I wonder where comes to mind when you think of the great pilgrimage sites - you know, those places that many Christians long to go to in the hope and expectation that they will discover God afresh when they arrive: Jerusalem, Rome, Santiago, Holy Island, Iona, Canterbury, perhaps, or maybe even Walsingham? Well, one place you probably wouldn’t think of is Emmaus, for, in the words of that great 1980s rock song, to walk the road to Emmaus really was to walk the ‘road to nowhere.’
Emmaus was a place of no significance whatsoever; politically, civically, religiously. Emmaus was not a place where you went in the firm hope and expectation of encountering God. Emmaus was boring, it was bland, and it was banal. It was a place that seemed to have been left behind; a place that had no real sense of identity and offered little in the way of hope or beauty. Can you think of somewhere you just dread having to visit – somewhere which is at the very end of your ‘road to nowhere?’ If you can, you have found your imaginary Emmaus.
And yet, it is on the ‘road to nowhere’ that Jesus, wondrously, pitches up and walks alongside Cleopas and his unnamed friend. And this is interesting for who on earth might you think was Cleopas, and who was he walking with? The message seems to be clear: Jesus is perfectly able to pitch up and walk alongside us, each and every one of us, whoever we are, even when we might feel that ‘we’re on a road to nowhere.’ All we need do is to be open to the possibility. In fact, I would go further and say that sometimes all we need to do is stop trying too hard to find God and simply let him find us.

Entries supplied:
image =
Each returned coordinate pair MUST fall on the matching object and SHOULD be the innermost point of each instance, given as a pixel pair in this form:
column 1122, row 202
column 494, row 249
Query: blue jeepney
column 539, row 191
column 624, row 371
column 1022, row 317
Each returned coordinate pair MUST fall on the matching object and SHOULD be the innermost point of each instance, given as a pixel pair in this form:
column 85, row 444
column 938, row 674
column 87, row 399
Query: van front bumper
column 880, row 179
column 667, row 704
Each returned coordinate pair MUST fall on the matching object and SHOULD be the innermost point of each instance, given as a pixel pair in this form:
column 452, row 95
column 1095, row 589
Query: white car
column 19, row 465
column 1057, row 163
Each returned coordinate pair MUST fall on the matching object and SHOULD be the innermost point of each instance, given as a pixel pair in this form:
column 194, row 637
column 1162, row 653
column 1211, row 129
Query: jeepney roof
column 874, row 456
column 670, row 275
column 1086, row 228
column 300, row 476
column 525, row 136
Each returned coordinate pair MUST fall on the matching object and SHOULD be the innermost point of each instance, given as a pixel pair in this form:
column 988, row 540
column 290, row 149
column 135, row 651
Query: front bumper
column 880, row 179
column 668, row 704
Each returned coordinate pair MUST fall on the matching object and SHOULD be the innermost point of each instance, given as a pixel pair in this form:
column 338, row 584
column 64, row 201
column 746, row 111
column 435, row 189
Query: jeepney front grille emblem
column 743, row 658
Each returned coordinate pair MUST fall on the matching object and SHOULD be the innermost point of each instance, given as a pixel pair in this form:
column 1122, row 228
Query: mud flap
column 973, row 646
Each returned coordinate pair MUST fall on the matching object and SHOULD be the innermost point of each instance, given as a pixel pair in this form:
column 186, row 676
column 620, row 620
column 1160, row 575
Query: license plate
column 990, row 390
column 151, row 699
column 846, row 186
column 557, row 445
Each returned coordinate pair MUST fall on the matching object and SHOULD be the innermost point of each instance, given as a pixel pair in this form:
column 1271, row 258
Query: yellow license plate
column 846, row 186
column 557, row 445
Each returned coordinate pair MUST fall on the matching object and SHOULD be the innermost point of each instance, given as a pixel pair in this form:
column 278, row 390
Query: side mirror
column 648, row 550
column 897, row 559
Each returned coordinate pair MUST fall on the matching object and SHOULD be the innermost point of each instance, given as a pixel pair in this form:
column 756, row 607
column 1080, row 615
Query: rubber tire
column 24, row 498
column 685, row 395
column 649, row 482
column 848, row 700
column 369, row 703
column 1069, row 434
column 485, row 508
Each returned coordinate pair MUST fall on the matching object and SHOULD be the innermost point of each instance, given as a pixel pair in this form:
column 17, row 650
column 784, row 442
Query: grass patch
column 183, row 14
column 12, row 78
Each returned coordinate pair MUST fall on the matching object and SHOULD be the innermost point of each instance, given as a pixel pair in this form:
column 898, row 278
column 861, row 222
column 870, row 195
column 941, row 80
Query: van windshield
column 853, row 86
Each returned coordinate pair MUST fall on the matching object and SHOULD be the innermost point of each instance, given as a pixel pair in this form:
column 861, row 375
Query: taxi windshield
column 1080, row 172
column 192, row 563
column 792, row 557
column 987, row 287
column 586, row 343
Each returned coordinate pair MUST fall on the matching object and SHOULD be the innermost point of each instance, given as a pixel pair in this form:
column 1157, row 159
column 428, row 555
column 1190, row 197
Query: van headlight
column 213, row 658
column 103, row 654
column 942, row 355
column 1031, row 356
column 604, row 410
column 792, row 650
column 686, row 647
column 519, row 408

Exercise task:
Write out word for word the portion of the passage on Emmaus that begins with the words "And yet, it" and ends with the words "him find us.".

Complete output:
And yet, it is on the ‘road to nowhere’ that Jesus, wondrously, pitches up and walks alongside Cleopas and his unnamed friend. And this is interesting for who on earth might you think was Cleopas, and who was he walking with? The message seems to be clear: Jesus is perfectly able to pitch up and walk alongside us, each and every one of us, whoever we are, even when we might feel that ‘we’re on a road to nowhere.’ All we need do is to be open to the possibility. In fact, I would go further and say that sometimes all we need to do is stop trying too hard to find God and simply let him find us.